Consigne: Reproduisez sans rien changer le passage de l'extrait sur la politique québécoise qui va de « Dans une société » à « faire œuvre commune. ».

L’élection n’est pas encore commencée au Québec que des salves partisanes rivalisent déjà de promesses gigantesques. Ce pays manquant de main-d’œuvre, qui donc, diront les sceptiques, réalisera ces infrastructures censées faire de la Belle Province un paradis de mobilité durable? Car, en ville comme à la campagne, on peine encore à réparer ponts et chaussées. Par contre, la lutte s’annonce si serrée dans ce royaume de la chasse-galerie, y aurait-il lieu de craindre, comme autrefois, le recours aux grandes peurs collectives?
Certes, les défenseurs du peuple québécois ne vont pas, comme sous Maurice Duplessis, s’en prendre aux Témoins de Jéhovah, aux juifs ou aux communistes. La Sûreté du Québec ne va pas poser de cadenas aux temples ne prêchant pas la vraie foi. Et, qu’un pont tombe, comme à Trois-Rivières, nul chef politique n’en accusera Moscou. Cependant, s’il n’y a plus de juifs venus de l’Allemagne nazie chercher en vain refuge ici, ces musulmans d’aujourd’hui rendus chez-nous, dit-on, y seraient-ils plus acceptables?
Dans une société ouverte aux débats, à la culture et aux informations, certaines peurs venues du passé doivent normalement se dissiper. Pourtant, que de ressentiments et de préjugés continuent de subsister d’une époque et d’une génération à l’autre. Au Canada, tels sont encore les rapports entre les Premières Nations, les colonisateurs et les immigrants qui y ont transplanté les mœurs et conceptions de leurs pays d’origine. Il en est résulté des antagonismes multiples qui conditionnent toujours la vie politique.
Les vieux antagonismes entre religions ont perdu de leur virulence. Mais les institutions sociales qu’elles ont léguées peinent à faire œuvre commune.
Même en régime démocratique, la politique offre ce paradoxe contradictoire: les uns s’efforcent de réconcilier les différences (le vivre-ensemble) alors que d’autres n’ont pas scrupule de les exploiter (la manipulation électorale). D’où les oppositions historiques qui perdurent et parfois s’aggravent, comme entre le Québec et le Canada.
Ainsi des efforts de réconciliation ont hier amené les gouvernements du pays à rechercher une nouvelle entente. Mais les négociations constitutionnelles auront échoué, haussant la tension au sein de la confédération. Une violence symbolique éclatera en 1989 alors qu’à Brockville en Ontario des gens brûlent le drapeau du Québec et d’autres s’y essuient les pieds. Radio-Canada fait de cette scène la preuve du rejet du Québec par le Canada anglais. Dans les quatre mois qui suivent, la scène fut rediffusée 22 fois, avec l’impact qu’on imagine.
L’histoire réelle ne vint que plus tard, à CBC. Les «Canadiens anglais» qui avaient «insulté» les Québécois étaient en fait l’un Gaspésien et l’autre commerçant à Montréal. Exilés du Québec, ils exprimaient non pas le sentiment des Canadiens mais leur propre ressentiment comme Anglo-Québécois. Bref, après avoir accepté des réfugiés de partout, le Canada et le Québec venaient de produire des exilés de l’intérieur. Tous les responsables politiques ne comprirent pas cette frustration ni le danger qu’elle comportait.

Lignes:
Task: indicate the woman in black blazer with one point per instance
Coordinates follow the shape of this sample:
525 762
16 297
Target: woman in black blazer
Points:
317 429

Corrigé:
Dans une société ouverte aux débats, à la culture et aux informations, certaines peurs venues du passé doivent normalement se dissiper. Pourtant, que de ressentiments et de préjugés continuent de subsister d’une époque et d’une génération à l’autre. Au Canada, tels sont encore les rapports entre les Premières Nations, les colonisateurs et les immigrants qui y ont transplanté les mœurs et conceptions de leurs pays d’origine. Il en est résulté des antagonismes multiples qui conditionnent toujours la vie politique.
Les vieux antagonismes entre religions ont perdu de leur virulence. Mais les institutions sociales qu’elles ont léguées peinent à faire œuvre commune.